* **Document excerpt**
►

CFs are calculated on the basis of MERRA-2 wind speeds over the full 39-year period using an adapted method for on- and offshore wind power. Geographical regions were filtered according to water depths of less than 60 m with exclusion of environmentally protected areas and shipping lanes (discussed in Materials and Methods). Data were restricted to regions within China’s Exclusive Economic Zone (EEZ) boundary (the environment under which a coastal state assumes jurisdiction over its neighboring marine resources; see Materials and Methods). Hourly mean values of CF and levelized cost of electricity (LCOE) over feasible locations for China’s offshore wind are displayed in Fig. 1 (the SD distribution is shown in fig. S1).

Notably, areas with the largest CFs do not overlap those with low LCOE, implying that distance to shore and depth are important considerations for siting offshore locations. The economics of offshore wind will be discussed further in the next subsection. Provincial jurisdictions of ocean regions are delineated by the dashed blue boundaries. The greatest offshore wind resource is seen off the coast of Fujian, followed by opportunities identified with Zhejiang, Guangdong, Shanghai, and Hainan. The energy generation potential for some of these large resource regions is constrained primarily by EEZ boundaries. Fujian has one of the lowest potential offshore capacities among all of the coastal provinces considered here (see Table 1) despite its extensive coastal boundary; its waters are shared with Taiwan. Liaoning, by comparison, competes for wind resources with three other provinces and with North Korea despite the fact that it has similar offshore capacity (Table 1). Notably, the mean wind resource over most of the coastal region is much greater than China’s onshore average [i.e., comparison of Fig. 1A with fig. 1a from (5)]. Given that the environments with optimal offshore wind resources are much closer to population-dense regions as compared with the most favorable locations for onshore facilities, this provides a compelling argument for the viability of China’s offshore wind resources.

Table 1 Provincial physical offshore potential relative to demand.

Mean potentials for offshore capacity and energy generation for different provinces over the studied period along with the demands for each province. The ratios of the corresponding quantities are also indicated. Provincial demand data were retrieved from NBS (32).

View this table:

### Offshore wind will be cost-competitive by 2030, and may already be

From the above analysis, it is clear that China has a large physical potential for offshore wind. The next step in our analysis is to assess the economic costs associated with the development of offshore wind and to compare related levelized costs with competing costs for current sources of power from coal and nuclear. Results of the cost analysis are summarized in Fig. 2.

◄

[Segmentation annotation records]
►

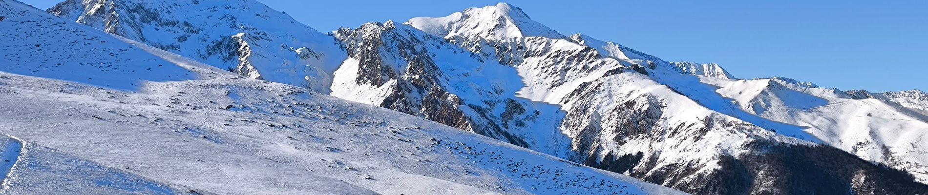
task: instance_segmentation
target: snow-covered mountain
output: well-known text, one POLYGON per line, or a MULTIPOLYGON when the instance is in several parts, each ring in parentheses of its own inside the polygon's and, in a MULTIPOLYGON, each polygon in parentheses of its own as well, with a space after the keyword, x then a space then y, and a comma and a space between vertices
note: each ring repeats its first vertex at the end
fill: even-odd
POLYGON ((48 12, 245 77, 325 91, 344 52, 253 0, 68 0, 48 12))
POLYGON ((913 181, 928 182, 924 92, 739 79, 716 64, 667 62, 586 35, 562 35, 505 3, 323 36, 254 1, 178 2, 71 0, 49 12, 156 46, 185 44, 143 38, 175 36, 151 30, 183 28, 172 22, 187 18, 178 16, 201 16, 188 23, 203 29, 196 36, 210 37, 203 43, 243 32, 273 34, 221 53, 269 63, 184 51, 217 48, 210 43, 159 47, 219 67, 248 64, 238 73, 397 110, 686 192, 928 193, 913 181), (262 10, 255 14, 255 7, 262 10), (234 16, 234 27, 242 28, 215 25, 225 24, 218 19, 225 16, 234 16), (113 25, 122 23, 132 24, 113 25), (133 28, 148 31, 124 32, 133 28), (312 36, 297 36, 303 34, 312 36), (325 43, 338 43, 316 46, 325 43), (281 68, 294 63, 273 61, 309 54, 292 49, 301 45, 324 56, 315 58, 323 63, 300 65, 316 71, 281 68))
POLYGON ((683 194, 17 1, 0 16, 3 194, 683 194))

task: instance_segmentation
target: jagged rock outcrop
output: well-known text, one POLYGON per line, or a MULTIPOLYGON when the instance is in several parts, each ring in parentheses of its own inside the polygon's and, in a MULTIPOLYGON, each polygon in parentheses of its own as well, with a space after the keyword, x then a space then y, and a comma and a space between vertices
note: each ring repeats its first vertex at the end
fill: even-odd
POLYGON ((68 0, 48 12, 251 79, 327 91, 335 40, 254 0, 68 0))
MULTIPOLYGON (((687 192, 928 191, 912 181, 928 176, 909 176, 928 165, 922 158, 928 145, 919 142, 928 129, 923 92, 738 79, 715 64, 666 62, 615 43, 561 35, 505 3, 331 35, 346 54, 337 68, 313 76, 330 83, 317 85, 322 91, 687 192), (879 100, 859 100, 870 98, 879 100)), ((267 48, 264 36, 237 37, 213 47, 234 54, 210 54, 238 57, 240 74, 288 79, 266 77, 263 68, 273 64, 240 63, 264 54, 254 45, 267 48)))

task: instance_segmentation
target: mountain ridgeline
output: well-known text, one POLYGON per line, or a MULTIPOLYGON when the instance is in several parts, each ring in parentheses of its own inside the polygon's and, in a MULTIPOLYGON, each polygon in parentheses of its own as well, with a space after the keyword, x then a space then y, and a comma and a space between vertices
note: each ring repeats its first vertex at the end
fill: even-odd
POLYGON ((928 193, 921 91, 738 79, 563 35, 506 3, 328 33, 254 0, 68 0, 47 11, 689 193, 928 193))

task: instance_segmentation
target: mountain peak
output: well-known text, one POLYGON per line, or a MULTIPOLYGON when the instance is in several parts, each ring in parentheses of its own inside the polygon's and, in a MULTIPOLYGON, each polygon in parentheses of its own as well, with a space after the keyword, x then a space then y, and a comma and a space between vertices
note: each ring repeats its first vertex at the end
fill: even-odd
POLYGON ((567 38, 532 20, 522 8, 507 3, 470 7, 442 18, 414 18, 406 24, 443 37, 476 35, 491 40, 515 37, 567 38))

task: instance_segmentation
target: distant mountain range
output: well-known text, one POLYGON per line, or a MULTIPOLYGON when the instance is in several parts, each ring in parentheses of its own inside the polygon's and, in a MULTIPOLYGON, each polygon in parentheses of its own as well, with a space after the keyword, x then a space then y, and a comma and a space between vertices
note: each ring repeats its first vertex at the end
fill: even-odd
MULTIPOLYGON (((0 124, 26 143, 7 152, 130 176, 102 182, 112 190, 928 193, 923 91, 738 79, 561 34, 506 3, 326 33, 254 0, 68 0, 47 10, 61 18, 0 4, 15 43, 0 53, 14 111, 0 124)), ((41 173, 20 165, 7 170, 41 173)))

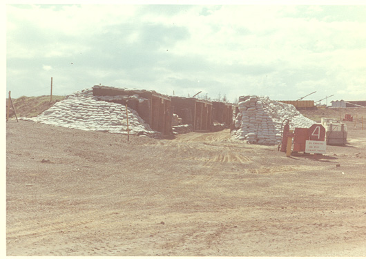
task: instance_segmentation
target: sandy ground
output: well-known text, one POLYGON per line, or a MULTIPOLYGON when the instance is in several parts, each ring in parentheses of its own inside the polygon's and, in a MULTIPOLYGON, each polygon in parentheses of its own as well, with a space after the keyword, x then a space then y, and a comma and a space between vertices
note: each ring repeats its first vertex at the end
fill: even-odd
POLYGON ((366 256, 366 130, 320 159, 10 121, 7 256, 366 256), (339 165, 338 166, 337 165, 339 165))

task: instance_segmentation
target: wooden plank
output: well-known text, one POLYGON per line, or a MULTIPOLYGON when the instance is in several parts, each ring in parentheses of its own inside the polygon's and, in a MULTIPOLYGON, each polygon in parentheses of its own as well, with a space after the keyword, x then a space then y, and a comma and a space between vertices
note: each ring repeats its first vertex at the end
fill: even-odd
POLYGON ((195 131, 195 113, 197 111, 197 102, 195 102, 195 110, 193 111, 193 131, 195 131))
POLYGON ((200 129, 202 130, 203 104, 201 103, 201 115, 200 116, 200 129))

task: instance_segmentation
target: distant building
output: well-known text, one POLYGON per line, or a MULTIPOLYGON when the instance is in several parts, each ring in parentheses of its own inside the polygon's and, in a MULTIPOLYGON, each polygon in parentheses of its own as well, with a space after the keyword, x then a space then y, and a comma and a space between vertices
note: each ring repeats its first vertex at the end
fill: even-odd
POLYGON ((331 101, 332 108, 360 107, 366 106, 366 101, 331 101))
POLYGON ((347 107, 366 106, 366 101, 348 101, 346 102, 347 107))

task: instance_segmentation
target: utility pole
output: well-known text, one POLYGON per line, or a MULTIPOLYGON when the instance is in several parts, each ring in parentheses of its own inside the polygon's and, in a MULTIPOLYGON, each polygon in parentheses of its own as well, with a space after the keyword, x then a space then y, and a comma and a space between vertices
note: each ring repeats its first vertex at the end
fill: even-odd
POLYGON ((50 99, 50 102, 52 102, 52 77, 51 77, 51 98, 50 99))

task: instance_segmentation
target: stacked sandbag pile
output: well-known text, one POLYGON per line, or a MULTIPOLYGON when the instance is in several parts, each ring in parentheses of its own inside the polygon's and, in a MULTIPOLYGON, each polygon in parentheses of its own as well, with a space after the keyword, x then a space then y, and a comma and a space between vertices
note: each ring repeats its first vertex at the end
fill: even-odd
MULTIPOLYGON (((126 107, 98 99, 100 97, 93 96, 93 88, 84 89, 67 96, 36 117, 21 119, 84 131, 127 134, 126 107)), ((128 109, 131 134, 160 136, 160 133, 153 131, 135 111, 128 109)))
POLYGON ((291 104, 273 101, 269 97, 241 96, 231 135, 251 144, 279 144, 285 119, 290 119, 291 124, 298 128, 309 128, 316 123, 304 117, 291 104))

◄

According to the text on China's offshore wind, off the coast of which province is the greatest offshore wind resource seen?

Fujian